◆ **WHAT YOU HAVE TO DO**
Could you echo each of the items below, word for word?

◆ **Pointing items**
---

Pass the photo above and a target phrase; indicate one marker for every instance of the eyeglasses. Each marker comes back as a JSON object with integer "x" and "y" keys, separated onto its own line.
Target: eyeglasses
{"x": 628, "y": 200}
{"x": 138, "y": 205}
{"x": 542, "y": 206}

---

◆ **THE REPLY**
Pass the photo above and a target phrase; indicate one marker for every instance of the eyeglasses. Each marker comes back as a JSON object with integer "x" and "y" keys, separated onto its own line.
Target: eyeglasses
{"x": 628, "y": 200}
{"x": 138, "y": 205}
{"x": 542, "y": 206}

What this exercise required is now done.